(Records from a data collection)
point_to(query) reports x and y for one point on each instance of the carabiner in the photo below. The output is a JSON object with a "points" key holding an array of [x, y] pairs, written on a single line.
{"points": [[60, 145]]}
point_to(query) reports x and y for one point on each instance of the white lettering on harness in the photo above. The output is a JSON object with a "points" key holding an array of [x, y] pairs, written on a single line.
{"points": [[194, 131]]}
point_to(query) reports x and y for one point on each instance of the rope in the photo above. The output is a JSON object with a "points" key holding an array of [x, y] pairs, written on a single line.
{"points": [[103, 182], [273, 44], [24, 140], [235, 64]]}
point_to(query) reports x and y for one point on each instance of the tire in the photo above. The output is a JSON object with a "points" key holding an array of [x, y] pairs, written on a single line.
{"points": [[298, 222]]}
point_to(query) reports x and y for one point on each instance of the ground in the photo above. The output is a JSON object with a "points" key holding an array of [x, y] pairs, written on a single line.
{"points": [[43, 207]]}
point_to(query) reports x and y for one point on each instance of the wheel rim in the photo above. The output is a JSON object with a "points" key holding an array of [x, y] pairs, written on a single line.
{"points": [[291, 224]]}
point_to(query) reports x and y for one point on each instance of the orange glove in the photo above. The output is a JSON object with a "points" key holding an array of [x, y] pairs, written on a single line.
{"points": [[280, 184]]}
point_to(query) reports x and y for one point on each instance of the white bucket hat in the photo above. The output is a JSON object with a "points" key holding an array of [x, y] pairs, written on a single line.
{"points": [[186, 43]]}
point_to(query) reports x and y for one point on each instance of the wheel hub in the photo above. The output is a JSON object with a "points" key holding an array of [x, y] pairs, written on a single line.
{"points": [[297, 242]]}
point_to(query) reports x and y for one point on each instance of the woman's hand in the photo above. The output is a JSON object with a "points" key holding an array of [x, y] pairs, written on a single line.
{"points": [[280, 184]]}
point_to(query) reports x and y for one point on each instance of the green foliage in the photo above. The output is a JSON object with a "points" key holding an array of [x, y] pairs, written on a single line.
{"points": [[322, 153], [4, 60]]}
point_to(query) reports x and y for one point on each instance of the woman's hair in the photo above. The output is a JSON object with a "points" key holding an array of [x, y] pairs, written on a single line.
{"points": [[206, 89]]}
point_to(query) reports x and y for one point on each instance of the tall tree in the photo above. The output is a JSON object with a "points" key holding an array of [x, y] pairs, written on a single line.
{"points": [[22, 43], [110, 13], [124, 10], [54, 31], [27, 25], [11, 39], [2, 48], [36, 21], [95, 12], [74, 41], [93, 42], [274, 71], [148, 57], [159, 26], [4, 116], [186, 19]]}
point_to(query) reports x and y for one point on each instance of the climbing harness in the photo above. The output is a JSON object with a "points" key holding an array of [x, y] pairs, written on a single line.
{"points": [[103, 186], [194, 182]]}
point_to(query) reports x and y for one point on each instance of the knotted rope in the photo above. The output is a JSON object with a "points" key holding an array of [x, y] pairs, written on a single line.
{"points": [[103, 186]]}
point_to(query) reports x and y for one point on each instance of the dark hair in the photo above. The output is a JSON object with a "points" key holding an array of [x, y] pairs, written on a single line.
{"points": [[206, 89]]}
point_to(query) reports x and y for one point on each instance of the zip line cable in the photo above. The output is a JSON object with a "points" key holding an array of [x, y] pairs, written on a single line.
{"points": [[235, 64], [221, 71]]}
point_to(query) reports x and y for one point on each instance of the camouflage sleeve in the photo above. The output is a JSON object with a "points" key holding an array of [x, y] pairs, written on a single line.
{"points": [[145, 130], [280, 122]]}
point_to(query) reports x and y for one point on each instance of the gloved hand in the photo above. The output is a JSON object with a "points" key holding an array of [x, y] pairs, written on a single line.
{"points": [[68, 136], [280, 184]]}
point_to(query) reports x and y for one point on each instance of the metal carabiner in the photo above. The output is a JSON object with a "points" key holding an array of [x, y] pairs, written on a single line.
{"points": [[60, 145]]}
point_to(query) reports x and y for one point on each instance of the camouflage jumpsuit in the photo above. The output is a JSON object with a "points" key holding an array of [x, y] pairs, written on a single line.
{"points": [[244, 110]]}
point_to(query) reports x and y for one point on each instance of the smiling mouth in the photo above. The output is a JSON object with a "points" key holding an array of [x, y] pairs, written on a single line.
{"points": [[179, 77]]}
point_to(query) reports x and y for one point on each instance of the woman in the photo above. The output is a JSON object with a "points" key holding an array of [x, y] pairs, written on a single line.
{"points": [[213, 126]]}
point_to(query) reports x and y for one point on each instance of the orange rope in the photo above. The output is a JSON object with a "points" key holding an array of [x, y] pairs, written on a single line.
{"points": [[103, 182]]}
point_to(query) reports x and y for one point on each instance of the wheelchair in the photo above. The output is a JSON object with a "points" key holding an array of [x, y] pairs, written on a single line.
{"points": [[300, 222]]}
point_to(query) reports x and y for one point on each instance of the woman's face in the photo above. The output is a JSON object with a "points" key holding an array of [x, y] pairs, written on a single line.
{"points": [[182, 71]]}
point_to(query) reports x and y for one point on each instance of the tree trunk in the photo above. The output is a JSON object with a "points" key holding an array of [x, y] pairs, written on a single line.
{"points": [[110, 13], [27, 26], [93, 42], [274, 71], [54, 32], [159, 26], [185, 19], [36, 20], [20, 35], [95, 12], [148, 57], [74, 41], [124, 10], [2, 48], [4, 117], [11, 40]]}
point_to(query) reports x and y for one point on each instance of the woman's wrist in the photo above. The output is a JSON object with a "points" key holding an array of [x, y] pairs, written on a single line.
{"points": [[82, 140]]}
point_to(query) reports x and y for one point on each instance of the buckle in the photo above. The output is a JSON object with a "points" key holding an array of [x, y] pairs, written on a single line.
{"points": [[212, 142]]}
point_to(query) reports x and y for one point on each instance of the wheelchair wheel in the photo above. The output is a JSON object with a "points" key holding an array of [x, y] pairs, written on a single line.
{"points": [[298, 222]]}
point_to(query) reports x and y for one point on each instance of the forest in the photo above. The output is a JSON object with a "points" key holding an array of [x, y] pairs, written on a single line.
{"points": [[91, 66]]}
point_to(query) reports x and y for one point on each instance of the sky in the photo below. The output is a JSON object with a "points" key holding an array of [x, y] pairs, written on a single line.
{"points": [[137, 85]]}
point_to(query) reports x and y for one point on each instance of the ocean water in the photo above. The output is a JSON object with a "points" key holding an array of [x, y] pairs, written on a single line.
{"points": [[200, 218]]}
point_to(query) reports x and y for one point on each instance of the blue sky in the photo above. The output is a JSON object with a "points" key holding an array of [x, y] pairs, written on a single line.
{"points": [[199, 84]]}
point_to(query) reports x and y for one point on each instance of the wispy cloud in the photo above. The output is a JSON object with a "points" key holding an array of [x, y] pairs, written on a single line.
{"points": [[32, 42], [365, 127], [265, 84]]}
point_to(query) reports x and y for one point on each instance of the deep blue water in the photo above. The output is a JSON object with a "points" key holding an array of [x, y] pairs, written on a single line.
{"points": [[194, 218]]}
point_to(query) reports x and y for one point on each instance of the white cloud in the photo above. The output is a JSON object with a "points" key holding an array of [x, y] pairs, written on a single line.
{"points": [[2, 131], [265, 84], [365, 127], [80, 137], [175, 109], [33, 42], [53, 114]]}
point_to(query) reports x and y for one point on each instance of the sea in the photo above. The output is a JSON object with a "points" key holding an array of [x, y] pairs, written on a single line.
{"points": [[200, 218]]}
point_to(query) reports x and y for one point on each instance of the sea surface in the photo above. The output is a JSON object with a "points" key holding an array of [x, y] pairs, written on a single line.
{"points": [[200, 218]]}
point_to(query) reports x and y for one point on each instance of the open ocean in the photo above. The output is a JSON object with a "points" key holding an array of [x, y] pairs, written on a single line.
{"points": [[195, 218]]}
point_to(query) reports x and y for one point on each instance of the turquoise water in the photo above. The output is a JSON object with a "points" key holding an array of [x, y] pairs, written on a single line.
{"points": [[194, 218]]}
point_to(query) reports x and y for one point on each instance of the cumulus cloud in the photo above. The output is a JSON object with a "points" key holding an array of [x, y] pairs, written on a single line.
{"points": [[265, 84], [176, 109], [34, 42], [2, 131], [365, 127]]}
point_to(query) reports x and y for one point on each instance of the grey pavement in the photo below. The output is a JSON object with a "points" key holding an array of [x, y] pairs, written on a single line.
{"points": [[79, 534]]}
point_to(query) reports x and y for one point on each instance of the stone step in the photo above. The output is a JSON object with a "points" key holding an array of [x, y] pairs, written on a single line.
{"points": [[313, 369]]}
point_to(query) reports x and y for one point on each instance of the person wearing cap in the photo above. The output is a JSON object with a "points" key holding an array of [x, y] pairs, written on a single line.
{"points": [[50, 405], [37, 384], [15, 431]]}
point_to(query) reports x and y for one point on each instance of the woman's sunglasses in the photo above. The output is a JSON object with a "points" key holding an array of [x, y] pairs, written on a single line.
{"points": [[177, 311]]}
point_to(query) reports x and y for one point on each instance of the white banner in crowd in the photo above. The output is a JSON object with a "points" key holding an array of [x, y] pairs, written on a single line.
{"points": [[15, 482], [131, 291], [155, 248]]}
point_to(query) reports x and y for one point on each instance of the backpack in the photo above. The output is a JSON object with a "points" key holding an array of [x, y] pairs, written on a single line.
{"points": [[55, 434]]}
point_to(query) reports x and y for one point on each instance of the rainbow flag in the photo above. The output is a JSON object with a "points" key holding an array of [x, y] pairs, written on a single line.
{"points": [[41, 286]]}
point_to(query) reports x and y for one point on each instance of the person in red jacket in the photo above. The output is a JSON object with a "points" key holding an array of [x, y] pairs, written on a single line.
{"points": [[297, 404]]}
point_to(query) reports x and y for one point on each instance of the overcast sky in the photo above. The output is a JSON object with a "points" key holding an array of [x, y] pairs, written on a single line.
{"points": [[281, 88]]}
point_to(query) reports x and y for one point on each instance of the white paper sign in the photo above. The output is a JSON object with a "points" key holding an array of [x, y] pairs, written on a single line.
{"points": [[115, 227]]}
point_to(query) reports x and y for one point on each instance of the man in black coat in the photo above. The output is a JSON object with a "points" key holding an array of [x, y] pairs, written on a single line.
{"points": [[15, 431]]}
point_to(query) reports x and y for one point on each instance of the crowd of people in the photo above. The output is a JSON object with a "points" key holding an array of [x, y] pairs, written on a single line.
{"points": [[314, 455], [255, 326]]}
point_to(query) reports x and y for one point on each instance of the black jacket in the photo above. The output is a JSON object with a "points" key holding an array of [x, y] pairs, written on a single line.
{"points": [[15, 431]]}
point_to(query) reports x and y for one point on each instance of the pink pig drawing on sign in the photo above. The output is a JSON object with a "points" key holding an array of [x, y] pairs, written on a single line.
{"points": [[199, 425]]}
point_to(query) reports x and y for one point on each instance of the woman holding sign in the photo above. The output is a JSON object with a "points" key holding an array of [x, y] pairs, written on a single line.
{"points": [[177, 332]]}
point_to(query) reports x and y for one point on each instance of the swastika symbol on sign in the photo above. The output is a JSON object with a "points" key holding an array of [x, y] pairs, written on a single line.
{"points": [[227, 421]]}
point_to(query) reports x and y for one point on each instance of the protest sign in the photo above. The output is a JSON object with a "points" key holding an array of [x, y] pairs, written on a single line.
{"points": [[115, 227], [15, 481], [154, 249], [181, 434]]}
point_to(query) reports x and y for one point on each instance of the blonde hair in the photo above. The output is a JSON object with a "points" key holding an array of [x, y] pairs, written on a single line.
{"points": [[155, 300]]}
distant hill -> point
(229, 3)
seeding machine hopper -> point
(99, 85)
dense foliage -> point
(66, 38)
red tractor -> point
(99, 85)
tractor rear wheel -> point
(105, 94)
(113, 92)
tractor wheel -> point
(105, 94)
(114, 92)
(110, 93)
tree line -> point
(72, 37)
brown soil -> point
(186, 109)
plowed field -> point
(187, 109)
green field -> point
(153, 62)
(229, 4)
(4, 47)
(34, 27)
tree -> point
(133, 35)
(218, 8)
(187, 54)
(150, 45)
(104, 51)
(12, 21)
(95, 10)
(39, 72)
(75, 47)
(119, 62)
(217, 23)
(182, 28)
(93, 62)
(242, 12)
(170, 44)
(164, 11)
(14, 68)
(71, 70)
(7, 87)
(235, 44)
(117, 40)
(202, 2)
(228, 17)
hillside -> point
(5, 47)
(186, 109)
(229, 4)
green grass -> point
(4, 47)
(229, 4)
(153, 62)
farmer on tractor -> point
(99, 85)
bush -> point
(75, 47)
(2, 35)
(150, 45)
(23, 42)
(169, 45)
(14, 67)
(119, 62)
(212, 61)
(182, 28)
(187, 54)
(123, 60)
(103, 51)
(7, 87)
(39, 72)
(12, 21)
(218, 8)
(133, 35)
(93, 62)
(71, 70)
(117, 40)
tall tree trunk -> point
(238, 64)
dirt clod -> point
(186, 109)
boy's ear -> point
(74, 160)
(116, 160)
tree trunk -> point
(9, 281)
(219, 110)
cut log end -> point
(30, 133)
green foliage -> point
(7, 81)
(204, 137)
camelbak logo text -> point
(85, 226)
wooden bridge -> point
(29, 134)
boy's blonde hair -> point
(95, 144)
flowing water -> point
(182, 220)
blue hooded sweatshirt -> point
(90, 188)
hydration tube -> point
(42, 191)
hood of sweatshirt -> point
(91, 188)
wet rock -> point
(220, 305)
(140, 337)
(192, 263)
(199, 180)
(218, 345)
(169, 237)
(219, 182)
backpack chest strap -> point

WRITTEN INSTRUCTION »
Repeat exactly the lines above from the line that contains "tall tree trunk -> point" through the end. Include both of these ends; leave out everything else.

TASK RESULT »
tall tree trunk -> point
(238, 64)
dirt clod -> point
(186, 109)
boy's ear -> point
(74, 160)
(116, 160)
tree trunk -> point
(9, 281)
(219, 110)
cut log end -> point
(30, 133)
green foliage -> point
(7, 81)
(204, 137)
camelbak logo text -> point
(85, 226)
wooden bridge -> point
(29, 134)
boy's blonde hair -> point
(95, 144)
flowing water -> point
(182, 220)
blue hooded sweatshirt -> point
(90, 188)
hydration tube -> point
(42, 191)
hood of sweatshirt -> point
(91, 188)
wet rock -> point
(220, 305)
(140, 337)
(192, 263)
(199, 180)
(218, 345)
(169, 237)
(219, 182)
backpack chest strap -> point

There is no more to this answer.